======== Items
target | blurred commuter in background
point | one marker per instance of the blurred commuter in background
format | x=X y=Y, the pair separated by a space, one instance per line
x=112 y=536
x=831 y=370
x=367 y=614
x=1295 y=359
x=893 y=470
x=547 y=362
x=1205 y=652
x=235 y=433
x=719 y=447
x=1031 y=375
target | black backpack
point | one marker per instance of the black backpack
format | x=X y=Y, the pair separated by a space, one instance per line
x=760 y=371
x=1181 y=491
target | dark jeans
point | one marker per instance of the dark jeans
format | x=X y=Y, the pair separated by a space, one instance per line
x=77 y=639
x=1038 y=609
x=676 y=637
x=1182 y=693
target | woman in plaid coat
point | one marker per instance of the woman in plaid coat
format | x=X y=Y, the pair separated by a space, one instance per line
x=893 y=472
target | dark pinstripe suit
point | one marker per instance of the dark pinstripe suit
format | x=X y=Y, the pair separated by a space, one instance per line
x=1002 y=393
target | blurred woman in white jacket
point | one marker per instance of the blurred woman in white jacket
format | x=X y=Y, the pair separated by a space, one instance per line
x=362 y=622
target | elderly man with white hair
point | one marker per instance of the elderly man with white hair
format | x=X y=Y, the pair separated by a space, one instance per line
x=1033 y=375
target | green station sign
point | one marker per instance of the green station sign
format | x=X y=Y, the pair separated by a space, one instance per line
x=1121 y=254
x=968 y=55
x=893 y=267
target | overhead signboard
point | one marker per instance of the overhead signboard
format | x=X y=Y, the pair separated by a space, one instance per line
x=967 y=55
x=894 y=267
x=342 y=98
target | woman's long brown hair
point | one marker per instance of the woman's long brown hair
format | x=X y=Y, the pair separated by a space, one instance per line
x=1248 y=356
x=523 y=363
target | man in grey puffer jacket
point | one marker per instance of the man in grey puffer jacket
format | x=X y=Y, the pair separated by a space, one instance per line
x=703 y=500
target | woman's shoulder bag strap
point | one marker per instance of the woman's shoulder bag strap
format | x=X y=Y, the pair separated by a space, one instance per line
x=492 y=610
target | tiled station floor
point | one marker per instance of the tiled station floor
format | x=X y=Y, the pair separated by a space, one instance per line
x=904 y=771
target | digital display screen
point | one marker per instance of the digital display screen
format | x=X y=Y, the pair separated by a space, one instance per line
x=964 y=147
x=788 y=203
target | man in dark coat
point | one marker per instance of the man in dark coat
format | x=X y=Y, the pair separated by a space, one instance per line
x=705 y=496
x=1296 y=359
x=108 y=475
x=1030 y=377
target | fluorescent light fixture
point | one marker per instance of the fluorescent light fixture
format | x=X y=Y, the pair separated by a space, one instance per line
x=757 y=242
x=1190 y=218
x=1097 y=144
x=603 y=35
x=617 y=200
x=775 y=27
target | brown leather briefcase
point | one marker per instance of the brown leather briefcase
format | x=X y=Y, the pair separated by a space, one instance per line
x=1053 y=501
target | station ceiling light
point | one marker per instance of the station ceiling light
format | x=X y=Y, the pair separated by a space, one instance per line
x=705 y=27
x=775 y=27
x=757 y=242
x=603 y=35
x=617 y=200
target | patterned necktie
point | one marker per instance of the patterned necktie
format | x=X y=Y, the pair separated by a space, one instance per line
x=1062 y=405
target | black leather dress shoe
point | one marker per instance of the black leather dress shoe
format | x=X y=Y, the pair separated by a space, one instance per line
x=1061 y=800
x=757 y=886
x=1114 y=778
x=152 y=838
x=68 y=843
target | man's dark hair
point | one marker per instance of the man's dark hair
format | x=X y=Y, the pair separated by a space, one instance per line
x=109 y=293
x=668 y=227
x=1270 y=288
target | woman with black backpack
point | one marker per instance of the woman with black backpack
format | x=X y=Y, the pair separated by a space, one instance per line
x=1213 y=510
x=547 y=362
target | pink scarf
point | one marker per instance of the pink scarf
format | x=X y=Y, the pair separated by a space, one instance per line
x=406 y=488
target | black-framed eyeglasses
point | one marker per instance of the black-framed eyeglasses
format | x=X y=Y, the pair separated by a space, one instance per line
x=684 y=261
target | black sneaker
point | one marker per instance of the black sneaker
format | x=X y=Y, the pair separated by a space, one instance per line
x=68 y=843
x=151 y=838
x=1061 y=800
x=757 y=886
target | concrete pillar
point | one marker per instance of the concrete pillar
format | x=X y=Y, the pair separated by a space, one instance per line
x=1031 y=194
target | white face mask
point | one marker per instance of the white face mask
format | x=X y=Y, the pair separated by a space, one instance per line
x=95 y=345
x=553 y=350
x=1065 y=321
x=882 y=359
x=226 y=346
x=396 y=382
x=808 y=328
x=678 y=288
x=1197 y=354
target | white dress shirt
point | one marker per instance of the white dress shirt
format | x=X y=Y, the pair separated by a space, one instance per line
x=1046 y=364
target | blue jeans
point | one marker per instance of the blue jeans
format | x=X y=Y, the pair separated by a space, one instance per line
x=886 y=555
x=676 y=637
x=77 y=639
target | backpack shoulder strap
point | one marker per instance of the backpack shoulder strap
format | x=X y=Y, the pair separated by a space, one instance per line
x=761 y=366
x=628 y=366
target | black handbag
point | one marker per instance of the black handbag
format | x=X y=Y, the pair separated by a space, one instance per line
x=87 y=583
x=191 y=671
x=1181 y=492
================
======== Items
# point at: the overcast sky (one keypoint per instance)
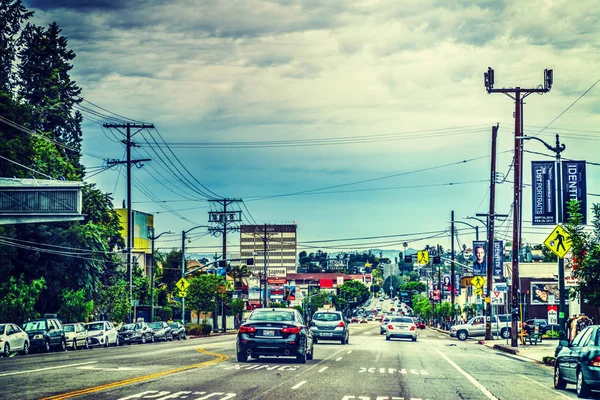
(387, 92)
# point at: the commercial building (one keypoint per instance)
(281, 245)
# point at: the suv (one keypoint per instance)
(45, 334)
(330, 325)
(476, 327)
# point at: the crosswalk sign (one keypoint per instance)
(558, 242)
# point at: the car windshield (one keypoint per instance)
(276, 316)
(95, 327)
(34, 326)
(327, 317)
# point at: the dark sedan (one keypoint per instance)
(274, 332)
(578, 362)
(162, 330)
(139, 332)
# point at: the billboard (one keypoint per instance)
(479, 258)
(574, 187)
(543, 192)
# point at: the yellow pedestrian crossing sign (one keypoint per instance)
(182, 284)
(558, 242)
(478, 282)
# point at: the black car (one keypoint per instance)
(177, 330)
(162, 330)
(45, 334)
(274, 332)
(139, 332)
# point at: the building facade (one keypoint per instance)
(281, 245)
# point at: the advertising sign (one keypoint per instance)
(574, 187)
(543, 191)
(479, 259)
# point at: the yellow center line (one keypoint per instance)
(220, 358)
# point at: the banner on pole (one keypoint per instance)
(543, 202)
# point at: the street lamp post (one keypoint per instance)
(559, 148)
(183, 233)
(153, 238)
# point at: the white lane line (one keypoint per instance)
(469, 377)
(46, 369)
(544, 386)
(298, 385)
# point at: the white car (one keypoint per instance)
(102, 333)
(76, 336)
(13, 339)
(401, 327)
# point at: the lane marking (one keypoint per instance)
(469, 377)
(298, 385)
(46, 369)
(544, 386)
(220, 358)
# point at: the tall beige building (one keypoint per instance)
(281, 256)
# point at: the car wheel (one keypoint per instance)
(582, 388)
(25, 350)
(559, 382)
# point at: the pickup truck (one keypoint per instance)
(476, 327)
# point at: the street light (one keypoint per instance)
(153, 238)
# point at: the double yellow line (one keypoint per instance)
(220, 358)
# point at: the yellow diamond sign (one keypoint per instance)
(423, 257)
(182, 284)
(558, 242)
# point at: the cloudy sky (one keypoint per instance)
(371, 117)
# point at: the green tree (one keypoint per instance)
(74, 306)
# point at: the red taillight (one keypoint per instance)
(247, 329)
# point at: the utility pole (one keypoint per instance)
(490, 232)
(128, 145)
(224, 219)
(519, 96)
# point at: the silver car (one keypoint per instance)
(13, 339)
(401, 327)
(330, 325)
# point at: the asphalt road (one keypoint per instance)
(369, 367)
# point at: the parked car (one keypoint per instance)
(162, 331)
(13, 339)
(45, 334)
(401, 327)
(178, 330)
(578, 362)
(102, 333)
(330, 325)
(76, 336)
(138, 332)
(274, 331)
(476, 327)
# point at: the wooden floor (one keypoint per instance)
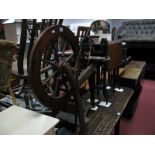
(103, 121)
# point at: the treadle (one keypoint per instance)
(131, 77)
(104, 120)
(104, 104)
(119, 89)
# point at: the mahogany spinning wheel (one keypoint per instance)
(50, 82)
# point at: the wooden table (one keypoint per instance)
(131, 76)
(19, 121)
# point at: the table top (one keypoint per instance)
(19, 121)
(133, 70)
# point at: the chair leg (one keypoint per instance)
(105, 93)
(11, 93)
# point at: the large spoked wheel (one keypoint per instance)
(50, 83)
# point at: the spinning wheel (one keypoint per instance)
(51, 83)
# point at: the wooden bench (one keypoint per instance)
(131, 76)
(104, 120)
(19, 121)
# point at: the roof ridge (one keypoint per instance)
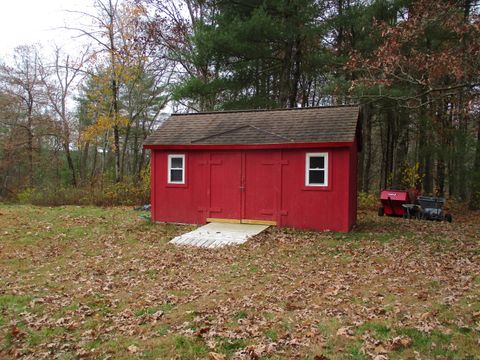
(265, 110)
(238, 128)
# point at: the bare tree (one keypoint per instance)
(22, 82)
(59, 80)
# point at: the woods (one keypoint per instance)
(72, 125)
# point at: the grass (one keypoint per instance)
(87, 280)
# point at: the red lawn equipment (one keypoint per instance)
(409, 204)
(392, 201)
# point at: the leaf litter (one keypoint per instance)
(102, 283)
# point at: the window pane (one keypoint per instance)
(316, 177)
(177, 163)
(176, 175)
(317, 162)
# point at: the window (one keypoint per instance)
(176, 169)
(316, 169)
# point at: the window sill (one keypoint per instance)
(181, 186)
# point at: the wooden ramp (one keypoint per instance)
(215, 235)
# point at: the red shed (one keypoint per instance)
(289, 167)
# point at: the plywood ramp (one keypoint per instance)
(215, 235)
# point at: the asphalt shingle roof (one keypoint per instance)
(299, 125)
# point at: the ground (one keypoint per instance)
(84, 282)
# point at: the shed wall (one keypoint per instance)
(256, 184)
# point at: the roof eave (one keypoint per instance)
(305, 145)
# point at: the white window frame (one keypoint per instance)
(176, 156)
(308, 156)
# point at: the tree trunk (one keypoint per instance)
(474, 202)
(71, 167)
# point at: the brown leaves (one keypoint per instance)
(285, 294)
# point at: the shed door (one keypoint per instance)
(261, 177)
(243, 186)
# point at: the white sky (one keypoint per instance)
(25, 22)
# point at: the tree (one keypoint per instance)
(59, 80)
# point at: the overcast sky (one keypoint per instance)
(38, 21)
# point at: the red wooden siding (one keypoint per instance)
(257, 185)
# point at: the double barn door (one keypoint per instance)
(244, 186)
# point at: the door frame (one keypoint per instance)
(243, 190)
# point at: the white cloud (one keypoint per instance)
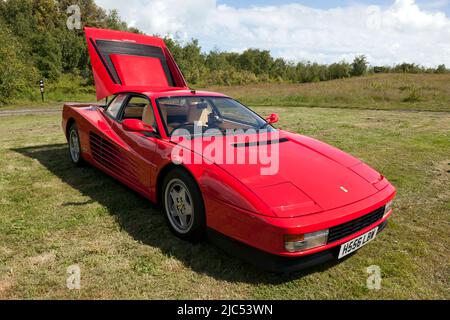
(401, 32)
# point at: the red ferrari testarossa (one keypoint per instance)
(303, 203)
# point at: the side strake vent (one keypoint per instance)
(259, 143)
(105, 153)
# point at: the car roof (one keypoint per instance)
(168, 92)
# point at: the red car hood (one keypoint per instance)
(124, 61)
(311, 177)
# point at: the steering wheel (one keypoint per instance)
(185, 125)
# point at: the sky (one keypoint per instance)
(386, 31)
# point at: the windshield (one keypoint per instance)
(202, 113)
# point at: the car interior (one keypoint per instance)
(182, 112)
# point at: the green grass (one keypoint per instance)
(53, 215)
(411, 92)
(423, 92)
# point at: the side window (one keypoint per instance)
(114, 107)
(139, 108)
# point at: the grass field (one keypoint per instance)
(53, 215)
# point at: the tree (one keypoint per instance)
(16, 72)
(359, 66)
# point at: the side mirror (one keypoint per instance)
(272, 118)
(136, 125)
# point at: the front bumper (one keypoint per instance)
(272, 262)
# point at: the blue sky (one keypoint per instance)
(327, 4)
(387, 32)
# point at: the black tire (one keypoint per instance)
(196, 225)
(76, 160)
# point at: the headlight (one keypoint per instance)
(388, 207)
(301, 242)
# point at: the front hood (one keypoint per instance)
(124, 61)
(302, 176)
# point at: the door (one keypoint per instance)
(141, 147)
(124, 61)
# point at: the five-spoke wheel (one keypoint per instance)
================
What is expected: Collect every line of the data above that contains the string "lane", matching case exactly.

Solved exercise:
# point at: the white lane line (one keypoint per instance)
# point at: the lane marking (one keypoint per instance)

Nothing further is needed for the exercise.